New Long-Term Observational Study Shows Durable Viral Suppression of Boosted REYATAZ(R) (atazanavir/ritonavir)-Based Regimens in a Real-Life Setting in Treatment-Experienced HIV Patients

By Bristol-myers Squibb Company, PRNE
Monday, November 8, 2010

GLASGOW, Scotland, November 9, 2010 - Results from a European Observational Study, which included 1,294
antiretroviral (ARV)-experienced patients presented today at the Tenth
International Congress on Drug Therapy in HIV Infection (HIV10), demonstrated
a low rate of discontinuation and sustained virologic suppression with
REYATAZ(R) (atazanavir/ritonavir)-based regimens over a follow-up period of
up to five years.(1)

The aim of this study was to investigate the long-term outcomes of
REYATAZ/ritonavir-containing regimens in ARV-experienced patients in a
real-life clinical setting. The primary endpoint of the cohort study was the
proportion of patients who remained on treatment over time by baseline HIV-1
RNA level (<500 copies/mL and >= 500 copies/mL). Secondary endpoints were
reasons for discontinuation, time to virologic failure (defined as either two
consecutive HIV-1 RNA >= 50 copies/mL or one HIV-1 RNA >= 50 copies/mL
followed by discontinuation) and long-term safety profile.(1)

The results of the study revealed that 56% of patients with baseline
viral suppression (<500 copies/mL) (n= 722) and 53% of those with detectable
viral load (>= 500 copies/mL) (n= 540) remained on treatment after 3 years
with a median time to discontinuation of 4 versus 3.6 years, respectively.

════════════════════

TO DO =>
1. According to the atazanavir study report, how many antiretroviral-experienced patients were included in the European Observational Study?
2. Output the atazanavir study report between "The aim of this" and "long-term safety profile.(1)", inclusive.
3. Go on with the atazanavir study report from the point where it stops.
The entries have no connection to the atazanavir study report.

Stored data entries:
════════════════════

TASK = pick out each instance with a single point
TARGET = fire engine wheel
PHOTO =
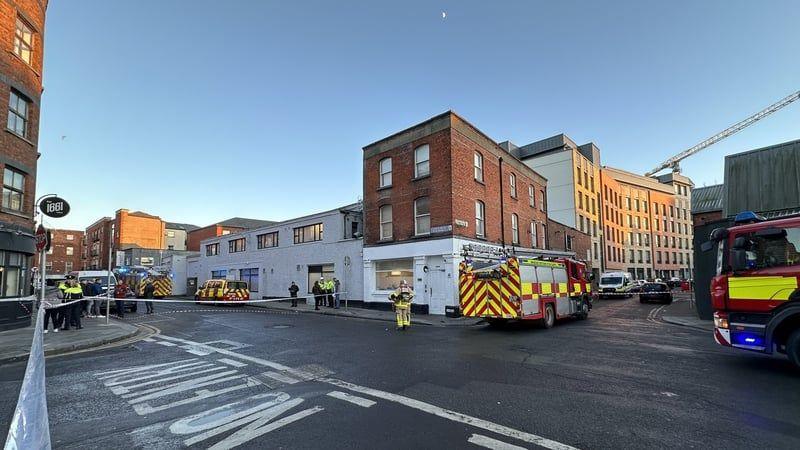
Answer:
(549, 318)
(793, 348)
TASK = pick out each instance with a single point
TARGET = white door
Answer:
(436, 285)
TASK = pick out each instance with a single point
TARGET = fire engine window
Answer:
(544, 274)
(777, 252)
(560, 275)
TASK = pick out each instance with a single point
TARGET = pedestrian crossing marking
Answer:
(354, 399)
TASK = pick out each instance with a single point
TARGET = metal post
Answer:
(108, 281)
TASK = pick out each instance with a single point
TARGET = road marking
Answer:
(406, 401)
(360, 401)
(231, 362)
(494, 444)
(281, 377)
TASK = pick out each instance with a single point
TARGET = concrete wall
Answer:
(279, 266)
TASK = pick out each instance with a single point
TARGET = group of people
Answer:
(326, 293)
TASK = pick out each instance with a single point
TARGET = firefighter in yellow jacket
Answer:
(401, 299)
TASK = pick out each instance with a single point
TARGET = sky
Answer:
(199, 110)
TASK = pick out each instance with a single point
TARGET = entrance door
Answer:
(436, 288)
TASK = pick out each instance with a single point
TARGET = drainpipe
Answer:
(502, 209)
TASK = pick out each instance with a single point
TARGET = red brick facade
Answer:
(451, 187)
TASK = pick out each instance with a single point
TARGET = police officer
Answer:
(402, 298)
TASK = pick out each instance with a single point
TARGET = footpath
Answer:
(369, 314)
(15, 345)
(682, 313)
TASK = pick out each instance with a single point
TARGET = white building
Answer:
(302, 250)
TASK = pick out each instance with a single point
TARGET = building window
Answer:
(217, 274)
(13, 189)
(267, 240)
(422, 216)
(23, 41)
(385, 172)
(478, 167)
(422, 164)
(251, 277)
(480, 219)
(18, 114)
(386, 222)
(308, 233)
(237, 245)
(514, 229)
(389, 273)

════════════════════

TASK ANSWERS =>
1. 1,294 patients.

2.
The aim of this study was to investigate the long-term outcomes of
REYATAZ/ritonavir-containing regimens in ARV-experienced patients in a
real-life clinical setting. The primary endpoint of the cohort study was the
proportion of patients who remained on treatment over time by baseline HIV-1
RNA level (<500 copies/mL and >= 500 copies/mL). Secondary endpoints were
reasons for discontinuation, time to virologic failure (defined as either two
consecutive HIV-1 RNA >= 50 copies/mL or one HIV-1 RNA >= 50 copies/mL
followed by discontinuation) and long-term safety profile.(1)

3.
The overall discontinuation rate in the study was low (43%) with the reasons
for discontinuation including adverse events (11%), withdrawn consent (6%)
and lack of efficacy (6%). After three years on a REYATAZ/r-based regimen,
75% of patients with baseline HIV-1 RNA levels <50 copies/mL remained
suppressed and 51% of patients with baseline HIV-1 RNA levels >=50 copies/mL
achieved and maintained virological suppression.(1)

Long-term safety outcomes from this real-life study were consistent with
data observed in clinical trials: diarrhoea (4%), renal and urinary disorders
(3%), nausea (<1%) and jaundice (<1%) were reported. Discontinuations due to
hyperbilirubinemia were infrequent (<1%) and no new or unexpected adverse
events were observed.(1)

"Prior to this cohort study, less was known about long-term outcomes and
the length of time on treatment in experienced patients after switching,"
said Professor Jan van Lunzen, M.D., Ph.D. of The University Medical Centre
Hamburg-Eppendorf in Germany. "This cohort study shows in a real-life setting
that a significant proportion of treatment-experienced patients stayed on an
atazanavir/ritonavir-containing regimen for up to five years," he added.

Study Design

This real-life long-term cohort was a non-comparative, retrospective,
observational study that collected data from three European databases (France
- DatAids; Germany - KompNet; Sweden - InfCare). Clinical data from 1,294
ARV-experienced adult patients who started an atazanavir/ritonavir-based
regimen between October 2004 and March 2007 were collected every six months
(maximum follow-up of five years). Patients were predominately male (74%);
their median age was 43 years and 75% had prior exposure to protease
inhibitors (PIs).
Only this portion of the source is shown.